• **EXERCISE DETAILS**
Replace "linen" with "cotton" in the stretch from the line containing "Dataset curation — class: white dragon" through the line containing "67 140 80 168", and give back only those lines with nothing else changed.

>>>

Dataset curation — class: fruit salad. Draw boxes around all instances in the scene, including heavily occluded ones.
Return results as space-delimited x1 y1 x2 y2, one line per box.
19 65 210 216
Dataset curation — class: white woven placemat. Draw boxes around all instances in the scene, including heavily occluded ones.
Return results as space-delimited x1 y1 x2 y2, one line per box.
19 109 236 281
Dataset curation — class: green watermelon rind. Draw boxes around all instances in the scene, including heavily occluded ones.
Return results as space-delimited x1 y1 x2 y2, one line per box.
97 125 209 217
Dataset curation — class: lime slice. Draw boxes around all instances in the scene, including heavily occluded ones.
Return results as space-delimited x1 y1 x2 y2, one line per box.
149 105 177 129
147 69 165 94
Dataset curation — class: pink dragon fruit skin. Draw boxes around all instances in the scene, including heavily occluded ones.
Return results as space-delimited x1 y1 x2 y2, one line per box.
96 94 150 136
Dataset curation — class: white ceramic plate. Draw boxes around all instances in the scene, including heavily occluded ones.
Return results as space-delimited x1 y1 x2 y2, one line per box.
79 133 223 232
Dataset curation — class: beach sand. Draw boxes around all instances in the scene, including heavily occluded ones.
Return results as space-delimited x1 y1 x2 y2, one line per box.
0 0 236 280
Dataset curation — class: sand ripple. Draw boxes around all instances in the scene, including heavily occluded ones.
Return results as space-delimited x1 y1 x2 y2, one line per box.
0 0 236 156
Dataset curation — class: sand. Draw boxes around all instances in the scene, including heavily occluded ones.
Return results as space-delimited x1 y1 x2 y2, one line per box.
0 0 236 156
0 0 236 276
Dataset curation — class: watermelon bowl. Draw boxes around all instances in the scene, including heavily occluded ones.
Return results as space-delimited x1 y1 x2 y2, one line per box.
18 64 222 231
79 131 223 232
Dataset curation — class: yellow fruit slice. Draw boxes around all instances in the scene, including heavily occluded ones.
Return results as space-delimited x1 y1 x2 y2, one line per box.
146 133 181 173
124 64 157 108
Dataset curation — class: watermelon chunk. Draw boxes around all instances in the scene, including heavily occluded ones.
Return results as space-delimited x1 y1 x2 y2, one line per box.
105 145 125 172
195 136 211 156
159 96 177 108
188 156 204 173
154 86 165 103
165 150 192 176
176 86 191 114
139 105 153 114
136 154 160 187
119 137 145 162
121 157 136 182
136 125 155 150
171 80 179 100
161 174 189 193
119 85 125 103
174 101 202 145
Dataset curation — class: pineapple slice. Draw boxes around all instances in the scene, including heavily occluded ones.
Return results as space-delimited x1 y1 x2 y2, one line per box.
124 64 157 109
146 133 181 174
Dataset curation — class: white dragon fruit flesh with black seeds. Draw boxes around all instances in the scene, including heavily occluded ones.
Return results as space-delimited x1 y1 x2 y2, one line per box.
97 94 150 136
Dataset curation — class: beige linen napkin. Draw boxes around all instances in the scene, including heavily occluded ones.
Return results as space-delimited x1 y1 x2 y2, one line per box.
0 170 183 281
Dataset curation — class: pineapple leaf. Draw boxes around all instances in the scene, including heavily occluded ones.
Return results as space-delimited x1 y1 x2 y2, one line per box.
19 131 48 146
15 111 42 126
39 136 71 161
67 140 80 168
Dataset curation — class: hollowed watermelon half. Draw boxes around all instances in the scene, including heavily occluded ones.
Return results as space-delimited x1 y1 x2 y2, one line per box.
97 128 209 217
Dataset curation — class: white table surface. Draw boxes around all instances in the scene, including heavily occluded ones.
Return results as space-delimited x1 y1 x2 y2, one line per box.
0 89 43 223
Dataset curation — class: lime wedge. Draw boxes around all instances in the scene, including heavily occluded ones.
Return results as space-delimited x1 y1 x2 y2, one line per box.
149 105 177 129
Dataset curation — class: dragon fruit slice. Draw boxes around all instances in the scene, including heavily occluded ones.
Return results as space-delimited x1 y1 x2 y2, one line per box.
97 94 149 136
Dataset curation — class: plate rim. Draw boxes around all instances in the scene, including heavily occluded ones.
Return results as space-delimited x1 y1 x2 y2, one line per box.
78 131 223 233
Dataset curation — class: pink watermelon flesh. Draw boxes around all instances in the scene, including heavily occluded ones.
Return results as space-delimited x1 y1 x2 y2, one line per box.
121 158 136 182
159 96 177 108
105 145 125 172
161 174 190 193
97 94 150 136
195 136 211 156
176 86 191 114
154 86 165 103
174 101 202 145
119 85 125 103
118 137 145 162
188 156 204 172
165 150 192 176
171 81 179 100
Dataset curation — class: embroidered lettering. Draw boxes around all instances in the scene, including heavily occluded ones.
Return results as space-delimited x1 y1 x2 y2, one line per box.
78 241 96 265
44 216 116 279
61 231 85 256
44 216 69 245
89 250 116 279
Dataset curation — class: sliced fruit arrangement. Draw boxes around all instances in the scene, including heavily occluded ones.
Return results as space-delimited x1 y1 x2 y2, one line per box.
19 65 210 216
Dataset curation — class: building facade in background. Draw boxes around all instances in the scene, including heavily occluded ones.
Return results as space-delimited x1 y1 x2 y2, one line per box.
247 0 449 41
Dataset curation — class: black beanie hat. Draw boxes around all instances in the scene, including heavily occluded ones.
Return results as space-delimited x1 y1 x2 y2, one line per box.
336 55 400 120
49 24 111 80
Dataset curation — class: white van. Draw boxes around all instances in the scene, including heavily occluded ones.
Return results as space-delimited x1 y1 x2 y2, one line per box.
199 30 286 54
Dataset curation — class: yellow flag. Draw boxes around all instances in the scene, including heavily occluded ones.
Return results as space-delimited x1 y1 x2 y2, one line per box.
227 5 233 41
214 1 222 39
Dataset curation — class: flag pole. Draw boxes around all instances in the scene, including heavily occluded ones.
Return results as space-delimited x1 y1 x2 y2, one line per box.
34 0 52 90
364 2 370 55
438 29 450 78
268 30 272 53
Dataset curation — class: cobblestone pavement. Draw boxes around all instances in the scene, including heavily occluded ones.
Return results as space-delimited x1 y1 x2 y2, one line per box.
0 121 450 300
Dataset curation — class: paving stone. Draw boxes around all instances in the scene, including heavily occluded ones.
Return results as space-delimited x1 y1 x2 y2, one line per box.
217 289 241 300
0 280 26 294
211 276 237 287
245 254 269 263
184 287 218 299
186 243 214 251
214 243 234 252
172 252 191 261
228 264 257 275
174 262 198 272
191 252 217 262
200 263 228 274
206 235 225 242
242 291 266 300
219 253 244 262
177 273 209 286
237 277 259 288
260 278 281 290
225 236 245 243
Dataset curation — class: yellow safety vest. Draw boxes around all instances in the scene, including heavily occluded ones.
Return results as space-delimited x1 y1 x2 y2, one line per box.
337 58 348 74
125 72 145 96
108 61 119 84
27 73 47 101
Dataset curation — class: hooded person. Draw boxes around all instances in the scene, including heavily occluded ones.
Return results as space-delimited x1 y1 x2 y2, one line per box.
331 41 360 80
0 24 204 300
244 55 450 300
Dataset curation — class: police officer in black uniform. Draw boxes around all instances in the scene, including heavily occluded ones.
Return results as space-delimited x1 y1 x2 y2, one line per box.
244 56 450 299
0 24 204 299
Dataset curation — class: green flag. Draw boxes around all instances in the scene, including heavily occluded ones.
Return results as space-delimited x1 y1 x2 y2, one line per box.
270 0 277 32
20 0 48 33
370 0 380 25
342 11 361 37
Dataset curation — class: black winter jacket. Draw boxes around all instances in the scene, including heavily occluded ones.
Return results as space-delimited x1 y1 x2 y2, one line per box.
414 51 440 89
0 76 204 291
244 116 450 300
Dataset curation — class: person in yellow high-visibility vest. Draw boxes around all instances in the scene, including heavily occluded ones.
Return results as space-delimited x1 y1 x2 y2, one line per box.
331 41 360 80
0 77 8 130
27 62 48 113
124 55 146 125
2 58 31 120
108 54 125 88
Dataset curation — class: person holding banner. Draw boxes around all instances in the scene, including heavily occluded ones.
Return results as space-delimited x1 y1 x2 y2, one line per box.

<<<

• **EXERCISE RESULT**
Dataset curation — class: white dragon fruit flesh with black seeds. Draw boxes around all instances in the scene, including heavily occluded ones.
Return results as space-delimited x1 y1 x2 y2, one line per box.
97 94 150 136
Dataset curation — class: beige cotton napkin. Draw boxes around all instances in the scene, including heavily occluded ones.
Return results as space-delimited x1 y1 x2 y2, one line per box.
0 170 183 281
Dataset curation — class: pineapple leaf. Draw boxes around all instances in the scene, including heavily occluded ones.
Return results as space-delimited x1 y1 x2 y2, one line per box.
19 131 48 146
15 111 42 126
39 136 71 161
67 140 80 168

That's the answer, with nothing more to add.